Copy out the listing that follows exactly, dropping every picture.

# Dataset entries
---+---
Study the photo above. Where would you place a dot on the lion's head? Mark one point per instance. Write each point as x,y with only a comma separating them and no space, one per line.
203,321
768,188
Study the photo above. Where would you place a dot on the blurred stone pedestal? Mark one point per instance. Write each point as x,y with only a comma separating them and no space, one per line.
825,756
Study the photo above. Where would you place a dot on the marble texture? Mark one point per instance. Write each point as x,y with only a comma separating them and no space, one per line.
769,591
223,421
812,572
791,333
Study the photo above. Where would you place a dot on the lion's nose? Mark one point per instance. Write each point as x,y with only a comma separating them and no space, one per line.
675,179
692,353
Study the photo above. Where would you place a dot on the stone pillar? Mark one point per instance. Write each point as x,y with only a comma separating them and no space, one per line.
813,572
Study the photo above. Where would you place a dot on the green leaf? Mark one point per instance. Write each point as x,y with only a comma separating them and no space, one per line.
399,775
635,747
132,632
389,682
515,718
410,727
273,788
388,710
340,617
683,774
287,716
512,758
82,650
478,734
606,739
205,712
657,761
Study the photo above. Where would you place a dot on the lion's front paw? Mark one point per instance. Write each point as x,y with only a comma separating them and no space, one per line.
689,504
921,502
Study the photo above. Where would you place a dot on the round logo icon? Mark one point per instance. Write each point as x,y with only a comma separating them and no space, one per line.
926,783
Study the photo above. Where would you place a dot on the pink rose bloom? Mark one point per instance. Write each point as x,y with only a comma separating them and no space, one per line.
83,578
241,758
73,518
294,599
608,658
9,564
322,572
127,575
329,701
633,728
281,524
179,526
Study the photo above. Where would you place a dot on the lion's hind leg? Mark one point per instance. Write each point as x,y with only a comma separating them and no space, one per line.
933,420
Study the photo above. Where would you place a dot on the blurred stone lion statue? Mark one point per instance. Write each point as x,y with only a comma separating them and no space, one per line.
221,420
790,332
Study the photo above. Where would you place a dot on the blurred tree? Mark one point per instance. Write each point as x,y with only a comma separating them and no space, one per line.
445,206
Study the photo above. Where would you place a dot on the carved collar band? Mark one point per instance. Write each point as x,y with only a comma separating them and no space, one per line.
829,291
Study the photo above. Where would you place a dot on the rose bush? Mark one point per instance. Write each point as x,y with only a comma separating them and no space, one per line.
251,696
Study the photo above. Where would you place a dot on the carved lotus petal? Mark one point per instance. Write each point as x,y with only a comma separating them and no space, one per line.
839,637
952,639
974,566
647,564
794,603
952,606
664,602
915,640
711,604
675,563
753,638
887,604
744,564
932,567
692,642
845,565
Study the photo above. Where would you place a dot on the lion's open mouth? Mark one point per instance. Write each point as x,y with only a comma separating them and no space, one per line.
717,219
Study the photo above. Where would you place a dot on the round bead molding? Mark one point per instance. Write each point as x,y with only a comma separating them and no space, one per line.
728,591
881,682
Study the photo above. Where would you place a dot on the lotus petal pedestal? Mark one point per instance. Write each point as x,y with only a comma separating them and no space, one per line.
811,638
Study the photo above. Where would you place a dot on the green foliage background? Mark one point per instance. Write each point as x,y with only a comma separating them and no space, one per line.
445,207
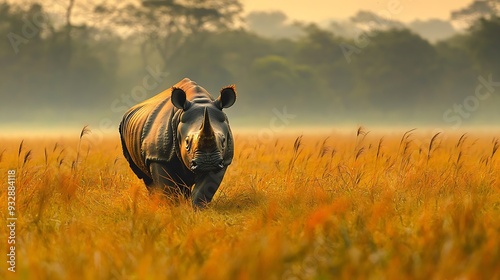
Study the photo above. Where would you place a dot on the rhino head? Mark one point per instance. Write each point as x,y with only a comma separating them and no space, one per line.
203,130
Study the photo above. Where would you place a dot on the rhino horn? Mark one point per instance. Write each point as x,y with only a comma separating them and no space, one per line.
207,135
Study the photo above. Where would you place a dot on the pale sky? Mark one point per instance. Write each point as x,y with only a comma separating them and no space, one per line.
323,10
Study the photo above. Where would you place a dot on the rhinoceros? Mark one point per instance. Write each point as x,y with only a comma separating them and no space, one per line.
180,138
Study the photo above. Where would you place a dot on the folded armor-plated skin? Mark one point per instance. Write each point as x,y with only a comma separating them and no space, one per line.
180,138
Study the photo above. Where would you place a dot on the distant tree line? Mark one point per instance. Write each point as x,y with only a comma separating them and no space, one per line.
60,68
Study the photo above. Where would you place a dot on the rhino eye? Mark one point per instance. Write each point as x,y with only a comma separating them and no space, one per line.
188,144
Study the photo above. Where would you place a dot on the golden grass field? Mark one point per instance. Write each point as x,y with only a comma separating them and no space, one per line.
353,205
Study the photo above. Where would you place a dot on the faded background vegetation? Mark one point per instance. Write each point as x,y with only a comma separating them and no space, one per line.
74,62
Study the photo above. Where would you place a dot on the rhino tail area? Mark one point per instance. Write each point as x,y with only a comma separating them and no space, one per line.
147,180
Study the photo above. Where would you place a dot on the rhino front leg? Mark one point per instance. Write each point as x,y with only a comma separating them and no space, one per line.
205,187
163,181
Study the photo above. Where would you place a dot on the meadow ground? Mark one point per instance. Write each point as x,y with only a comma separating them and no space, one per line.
357,205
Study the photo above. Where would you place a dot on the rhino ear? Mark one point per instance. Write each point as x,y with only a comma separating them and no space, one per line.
179,100
227,97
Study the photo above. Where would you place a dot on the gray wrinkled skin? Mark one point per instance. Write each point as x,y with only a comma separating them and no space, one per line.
179,141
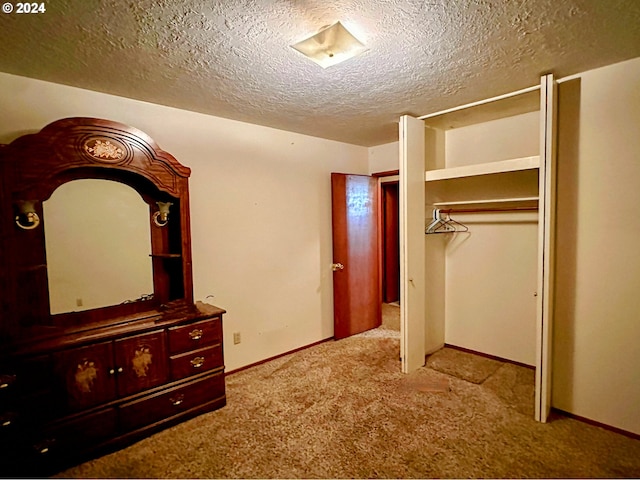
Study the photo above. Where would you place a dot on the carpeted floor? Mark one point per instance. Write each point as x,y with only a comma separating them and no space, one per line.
342,409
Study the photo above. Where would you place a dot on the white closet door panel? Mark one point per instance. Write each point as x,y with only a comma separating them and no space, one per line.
412,244
546,246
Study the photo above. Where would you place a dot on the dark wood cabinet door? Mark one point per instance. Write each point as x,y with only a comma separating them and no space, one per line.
141,362
87,374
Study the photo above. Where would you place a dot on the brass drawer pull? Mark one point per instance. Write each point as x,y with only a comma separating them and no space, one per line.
195,334
197,362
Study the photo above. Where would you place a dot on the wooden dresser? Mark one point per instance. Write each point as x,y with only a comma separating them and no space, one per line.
79,383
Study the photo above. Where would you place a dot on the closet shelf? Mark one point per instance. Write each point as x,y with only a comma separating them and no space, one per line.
498,202
503,166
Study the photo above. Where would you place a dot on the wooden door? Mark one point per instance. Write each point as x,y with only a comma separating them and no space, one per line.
141,362
356,288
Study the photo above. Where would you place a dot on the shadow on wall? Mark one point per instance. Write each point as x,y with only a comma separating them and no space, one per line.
568,154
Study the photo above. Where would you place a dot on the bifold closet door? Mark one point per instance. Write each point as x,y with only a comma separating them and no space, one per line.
546,246
412,244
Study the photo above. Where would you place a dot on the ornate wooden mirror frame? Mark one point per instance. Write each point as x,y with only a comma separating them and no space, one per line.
32,167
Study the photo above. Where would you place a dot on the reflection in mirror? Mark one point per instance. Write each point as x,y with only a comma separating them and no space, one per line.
98,242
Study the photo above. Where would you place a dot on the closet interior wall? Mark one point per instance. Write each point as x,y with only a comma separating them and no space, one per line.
487,286
484,280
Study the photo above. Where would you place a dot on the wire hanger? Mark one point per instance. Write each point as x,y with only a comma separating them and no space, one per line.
443,223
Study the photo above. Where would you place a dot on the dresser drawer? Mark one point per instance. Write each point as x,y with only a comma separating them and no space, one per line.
195,335
169,403
76,434
196,361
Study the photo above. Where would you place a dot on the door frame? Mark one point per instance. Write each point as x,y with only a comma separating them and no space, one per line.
384,179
---+---
# Task result
Study the photo above. Where would you place a dot on the lion's head? Mark one point per instance. Write each point as x,y with only a comma separating them and no space, one per line.
203,321
768,188
Study the photo above. Where would you place a dot on the blurred stone pedestal? Mark one point per instance. Write each point as x,y with only a comma separating them and no space, one per line.
825,756
Study the photo above. Where would you place a dot on the marble texture? Mark one point per instance. Write each point as x,y with only a comma separating them and no space, one per line.
769,591
223,421
812,572
791,333
Study the photo above. Where would you place a dot on the lion's nose? Mark one point per instance. Write each point as x,y with only a comma separating them and no space, one per line.
675,179
692,353
Study the photo above. Where would you place a dot on the stone pillar? Mark one point per instance. Write each point as x,y with only a comma separating them and no space, one per line.
813,572
Study the photo above. Where would you place a dot on the green leaf? Mark one point per instance. Write each point as x,y with only a comma separating them and no space, one per line.
399,775
635,747
132,632
389,682
515,718
410,727
273,788
388,710
340,617
683,774
287,716
512,758
82,650
478,734
606,739
205,712
657,761
Study the photo above. Where would you place a dot on the lion's front paw? Mark one point per instance. Write each point as x,y with only a comma separating them and no space, one per line.
689,504
921,502
Study the photo above. Where would you place a dot on the round logo icon? Mark one point per instance. Write each point as x,y with only a comma separating them and no space, one per line.
926,783
Study the photo above. Where would you place a dot on the pink rose bloom? Mark one point per instance. Write each point as x,y with only a comma separating them and no space, one per line.
83,578
241,758
73,518
294,599
608,658
9,564
322,572
127,575
329,701
633,728
281,524
179,526
Study the photo above. Where would you place a dot on the lion's hind leg? Mark one point per instance. Write each point as x,y with only a comma separating them and no space, one per line.
933,420
Study the photo above. Where would you place a dot on the blurred stone lion statue? Mark one point per instance. Write each point as x,y with only a comma separating them and no space, one per line.
221,420
790,332
Study the photo above. Where would you place a dot on the blurred tree? Mark one point per instance. Write each point as x,y with only a comma separating them and no space, one per line.
445,206
Study the photo above. Where would you place a dot on the carved collar band? Mark one point per instance. Write each point as x,y with only a comma separating them and no space, one per line.
829,291
Study the photo above. Where would you place a dot on the rose bush? Mark one point per instance. Write each point as x,y with only a comma separating them and no space, one per line.
251,696
Study the photo above. Where would you place a dot on the carved lotus petal? Mark one point per instance. Write each point as x,y with only a comma separating them and no space, one per line.
839,637
952,639
974,566
647,564
794,603
952,606
664,602
915,640
711,604
675,563
753,638
887,604
744,564
932,567
692,642
845,565
Study the photo above. Where would you place a dot on the lion's open mouth? Mark one point per instance. Write each point as x,y with only a comma separating them and no space, one per line.
717,219
Study the photo above. Where would you place a dot on the round bead molding? Mark one point per instance. Write each point as x,y with only a comma separating them and no space, one per line.
728,591
881,682
Study the photo above. Where would you place a dot on the lotus petal pedestal? Mark one point per instance. Write each point as x,y with only a comma separating them and no space, one per line.
811,638
Study the photo above. Where would you place a dot on the green foliage background? Mark one point per instance. Write each point as x,y with only a comma separating them and no space, one per line.
445,207
Study the photo above. Where would you place a dot on the rhino head? Mark one point per instance. Write each point as x,y with only a comma separating them and no space, one per line.
203,130
Study the photo above. Where would you place a dot on the rhino horn? Mark one point per instance. Write each point as x,y with only a comma separating them and no space, one per line.
207,135
Study the photo above. Where would you place a dot on the pale sky? Mark one point per instance. Write each point as x,y with only a comma separating them and no space, one per line.
323,10
Study the photo above. Where would you place a dot on the rhinoceros? Mark one point per instance. Write each point as x,y with only a comma separating them and no space, one per line.
180,138
Study the photo above. Where would you place a dot on the folded armor-plated skin? Mark one point per instance. Write each point as x,y with only a comma separating them and no space, one per line.
180,138
Study the photo above. Where would you place a dot on the distant tree line? Mark one point per instance. Write each point as x,y with only a comma separating them and no space, one per line.
60,68
Study the photo above. Where would you place a dot on the rhino eye? Mark one point per instance. Write each point as x,y with only a comma separating them and no space, one per line.
188,144
Study the photo above. Where would you place a dot on the golden grass field? Mark one point per instance. Write each point as x,y with only a comma separating them and no space, one per line.
353,205
Study the photo above. Where would you place a dot on the faded background vegetation? Mark one point per instance. Write each point as x,y with only a comma separating them and no space, one per line.
74,62
Study the photo above. Where would you place a dot on the rhino tail area? Mark one point per instance. Write each point as x,y with only a comma separating them and no space, one per line.
147,180
Study the photo above. Where would you place a dot on the rhino front leg? Mark one point per instance. Write each point as x,y with only a comma separating them and no space, one per line.
205,187
163,181
Study the photo above. Where would you place a dot on the meadow ground? Mark one point per instance. Write each point as x,y with only a comma separating them and no space, one per line.
357,205
Study the photo above. Where would you place a dot on the rhino ear? Mark one point per instance. Write each point as x,y with only a comma separating them and no space, one per line.
179,100
227,97
Study the photo above. Where would you place a dot on the gray wrinkled skin? Mark one point per instance. Write each point as x,y with only a comma separating them and no space, one per line.
179,141
Study the photo above. Where would you place a dot on the carpeted floor? Mark one point per instance. Write each point as x,y with only a comma separating them and no space, one per line.
342,409
Study the photo above. Where would you place a dot on the white closet door panel? Mark one point per instance. Write each point as x,y with only a comma separating them and no space, one per line.
412,244
546,246
Study the photo above. Where would you place a dot on the dark wood cabinet door? Mark one point per instance. Write each point as x,y with only a comma separating them and no space, one per line.
141,362
87,374
Study the photo above. Where would you place a dot on the brass drawer pull? Mark one point per instance. Write each point as x,y with only a comma separating them and no space, one per line.
195,334
197,362
Study the photo above. Where would you place a dot on the wooden dresser? Mark one point per instance. Write each point as x,y with only a comma separating them and no space, one per line.
79,383
Study the photo above. Where would you place a dot on the closet shelf? Mark one point per instance. Write each point as x,y with only a comma separating them and no space, one per line.
498,202
503,166
Study the photo above. Where would you place a dot on the wooden door? Mark one point per instance. Write each point as x,y with only a comma separating them and no space, one per line.
141,362
356,288
Study the photo above. Where would you place a dot on the shadow on wall? Mark one point per instance. Write each point as x,y with only a comma separating them and no space, one per line.
568,154
Study the photo above. Where would you place a dot on the bifold closet door? Mark one point per instance. Write each point as x,y with only a comma separating them and no space, one per line.
546,246
412,244
Study the photo above. Where would you place a dot on the ornate wooden mirror frame? Mark one point per instance. Write each point as x,y with only a comma separating them and no space, one per line.
32,167
Study the photo above. Where would you place a dot on the reflection in mirror? Mark one point per instance. Write each point as x,y with only a comma separating them and no space, one per line.
98,242
Study the photo above. Where would you place a dot on the closet interior wall? Mark one point per instance. Write each point as x,y with only a comma separating them and no space, one per line.
487,286
484,280
Study the photo above. Where would you place a dot on the wire hanger? Mark one point per instance. Write each point as x,y with only a comma separating them and no space, one per line.
443,223
Study the photo above. Where would you place a dot on the dresser drawer? Mark one point per instance. Write each point as x,y with only a comma separating them and no space, one per line.
195,335
169,403
76,434
196,361
Study the photo above. Where would you place a dot on the door frame? Mark one point per instance. Write each point as x,y with only a comma separating them and no space, one per line.
384,179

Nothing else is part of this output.